→ EXERCISES TO COMPLETE
A – In the nursing leadership column, what percentage of the RN workforce does the Institute of Medicine Future of Nursing report recommend should hold a BSN degree by 2020?
B – Translate this sentence from the nursing leadership column into Spanish: "I've always believed that the job of nurse leaders has two priorities: patients and staff."
*** TEXT BLOCK ***
Senior Vice President of Nursing, Lutheran Medical Center, Brooklyn, N.Y.

Q I was just recruited to be a nurse manager of a busy ICU after being a manager for several years at another facility. What's your advice on how I should prioritize the clinical and human resources (HR) issues I need to work through with the staff?

One factor already in your favor is that you're in a strong position to succeed because you have previous experience as a manager and have already transitioned from staff member to boss. However, being in a new facility does complicate your approach, as you should understand the organizational and unit cultures and dynamics before you can successfully address issues. Prioritizing usually involves striking a balance between what your boss expects, what staff members want, and what patients need. This is really the same process as goal-setting.

In general, clinical issues can be prioritized based on impact to patient safety and quality. Next in line, and often congruent with the above strategy, is advancement of evidence-based and best practices. Another good starting point is to evaluate what has the most effect and is the easiest to do. Collaboration with the multidisciplinary team and joint leadership with your medical director in moving clinical change is essential.

Your HR issues are just as important because it's your unit's "human resources" who are providing the clinical care. I've always believed that the job of nurse leaders has two priorities: patients and staff. I would use the same approach as with clinical issues to prioritize, balancing organizational needs, unit needs, staff needs, patient needs, level of impact, and ease of accomplishment. Always check in with your manager to make sure you're on the same page and, if not, work toward getting there—another priority!



Q Our CNE has asked that we only hire new graduates who are BSN prepared. I'm concerned that we'll disenfranchise local community college graduates and they won't want to work within our organization. Is hiring only BSN graduates now going to hurt us in the long run?

The nursing profession continues to struggle with the issue of educational preparation. Your CNE may not have made the decision to hire only BSN graduates if we were still experiencing a nursing shortage. The current workforce supply gives us more freedom to set the bar higher for new recruits. We know from nursing research on the relationship between BSN-prepared nurses and patient outcomes that this is the right thing to do. In addition, the recent Institute of Medicine Future of Nursing report recommends that 80% of the RN workforce have a BSN degree by 2020.

But how? Only hiring BSN graduates is one way. Supporting state-level legislation to advance the profession of nursing is another. For example, in my state there's pending legislation for a "BSN in Ten," which requires RNs to obtain a BSN within 10 years of licensure, grandfathering in all incumbent RNs. Some organizations have taken that position internally, requiring new hires to have their BSN within a specified period of time. The expectation is supported in a variety of ways, including tuition reimbursement, on-site programs, flexible scheduling, and targeted academic-service affiliations.
*** End of TEXT BLOCK ***
*** DATA SUPPLIED ***
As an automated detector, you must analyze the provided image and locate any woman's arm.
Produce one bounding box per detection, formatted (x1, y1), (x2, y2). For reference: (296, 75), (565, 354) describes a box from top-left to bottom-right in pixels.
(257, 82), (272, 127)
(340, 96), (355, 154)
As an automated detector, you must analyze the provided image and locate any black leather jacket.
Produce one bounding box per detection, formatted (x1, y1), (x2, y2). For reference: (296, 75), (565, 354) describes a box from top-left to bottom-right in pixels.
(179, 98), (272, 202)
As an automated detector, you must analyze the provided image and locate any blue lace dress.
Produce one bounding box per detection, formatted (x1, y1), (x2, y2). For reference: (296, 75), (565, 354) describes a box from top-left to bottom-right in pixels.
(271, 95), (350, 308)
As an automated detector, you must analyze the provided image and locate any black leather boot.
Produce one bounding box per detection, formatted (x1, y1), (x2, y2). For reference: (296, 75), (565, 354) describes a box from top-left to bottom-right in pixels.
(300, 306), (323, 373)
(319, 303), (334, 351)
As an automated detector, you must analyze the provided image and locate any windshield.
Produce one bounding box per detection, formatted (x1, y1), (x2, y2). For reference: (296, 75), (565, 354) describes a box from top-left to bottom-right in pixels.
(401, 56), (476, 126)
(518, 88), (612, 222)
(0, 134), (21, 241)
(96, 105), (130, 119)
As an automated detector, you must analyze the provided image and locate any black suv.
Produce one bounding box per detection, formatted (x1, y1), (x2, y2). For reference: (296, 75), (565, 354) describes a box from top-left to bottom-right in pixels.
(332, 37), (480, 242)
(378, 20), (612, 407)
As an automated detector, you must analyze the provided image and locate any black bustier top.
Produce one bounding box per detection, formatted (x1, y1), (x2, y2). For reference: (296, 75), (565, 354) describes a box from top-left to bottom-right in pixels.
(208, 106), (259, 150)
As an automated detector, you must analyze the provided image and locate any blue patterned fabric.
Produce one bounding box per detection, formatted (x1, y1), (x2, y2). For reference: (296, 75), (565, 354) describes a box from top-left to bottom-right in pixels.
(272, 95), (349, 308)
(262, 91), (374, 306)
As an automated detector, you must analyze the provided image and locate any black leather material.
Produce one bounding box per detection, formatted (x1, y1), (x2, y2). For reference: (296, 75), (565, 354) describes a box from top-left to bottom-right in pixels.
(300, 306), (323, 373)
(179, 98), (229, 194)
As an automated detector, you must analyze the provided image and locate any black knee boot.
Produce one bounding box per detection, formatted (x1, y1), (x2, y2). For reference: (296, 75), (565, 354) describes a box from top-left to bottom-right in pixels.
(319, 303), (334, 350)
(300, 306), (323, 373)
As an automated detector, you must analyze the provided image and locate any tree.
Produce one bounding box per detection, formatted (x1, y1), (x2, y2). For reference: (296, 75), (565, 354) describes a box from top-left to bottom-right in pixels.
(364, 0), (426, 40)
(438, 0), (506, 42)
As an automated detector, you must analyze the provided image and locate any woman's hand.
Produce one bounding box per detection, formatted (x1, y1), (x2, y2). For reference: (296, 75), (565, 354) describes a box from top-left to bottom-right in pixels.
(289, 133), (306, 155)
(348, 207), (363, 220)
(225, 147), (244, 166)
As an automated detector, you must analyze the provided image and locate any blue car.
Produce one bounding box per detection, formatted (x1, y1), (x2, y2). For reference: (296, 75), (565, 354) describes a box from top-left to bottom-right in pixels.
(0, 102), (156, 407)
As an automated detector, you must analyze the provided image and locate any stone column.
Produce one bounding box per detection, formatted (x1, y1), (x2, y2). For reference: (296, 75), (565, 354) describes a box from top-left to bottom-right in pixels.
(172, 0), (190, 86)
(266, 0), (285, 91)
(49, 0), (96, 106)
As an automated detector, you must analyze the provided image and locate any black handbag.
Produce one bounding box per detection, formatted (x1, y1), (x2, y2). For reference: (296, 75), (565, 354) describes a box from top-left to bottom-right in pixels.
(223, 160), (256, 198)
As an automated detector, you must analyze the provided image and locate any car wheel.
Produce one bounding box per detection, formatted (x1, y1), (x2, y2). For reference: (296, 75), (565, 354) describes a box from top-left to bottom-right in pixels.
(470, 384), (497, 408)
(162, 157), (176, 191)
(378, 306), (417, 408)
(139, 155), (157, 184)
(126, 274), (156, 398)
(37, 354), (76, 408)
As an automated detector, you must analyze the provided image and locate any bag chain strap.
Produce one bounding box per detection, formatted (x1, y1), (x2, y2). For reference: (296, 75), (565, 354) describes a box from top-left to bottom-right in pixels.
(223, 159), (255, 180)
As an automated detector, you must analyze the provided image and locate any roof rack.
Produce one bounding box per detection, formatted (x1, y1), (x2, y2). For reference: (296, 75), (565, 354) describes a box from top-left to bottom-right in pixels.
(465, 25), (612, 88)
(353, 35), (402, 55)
*** End of DATA SUPPLIED ***
→ RESULTS BY TASK
A – 80%

B – Siempre he creído que el trabajo de los líderes de enfermería tiene dos prioridades: los pacientes y el personal.